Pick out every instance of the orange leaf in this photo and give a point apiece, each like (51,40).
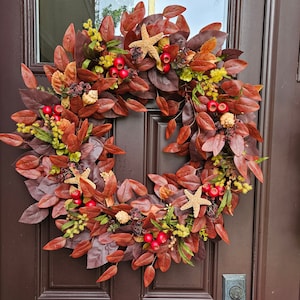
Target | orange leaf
(149,275)
(109,273)
(135,105)
(107,28)
(172,11)
(24,116)
(61,59)
(184,134)
(81,248)
(28,77)
(69,39)
(11,139)
(28,162)
(115,256)
(60,161)
(205,121)
(222,233)
(170,128)
(122,239)
(138,187)
(56,243)
(47,201)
_____
Leaving every picture aside, repeat the listing exactly.

Pick out every instance of the orange leaf in this photo and give a point apiece, each like (51,40).
Target | orange leaf
(149,275)
(109,273)
(135,105)
(107,28)
(172,11)
(24,116)
(61,59)
(184,134)
(81,248)
(28,77)
(69,39)
(11,139)
(28,162)
(115,256)
(60,161)
(205,121)
(222,233)
(170,128)
(122,239)
(138,187)
(56,243)
(47,201)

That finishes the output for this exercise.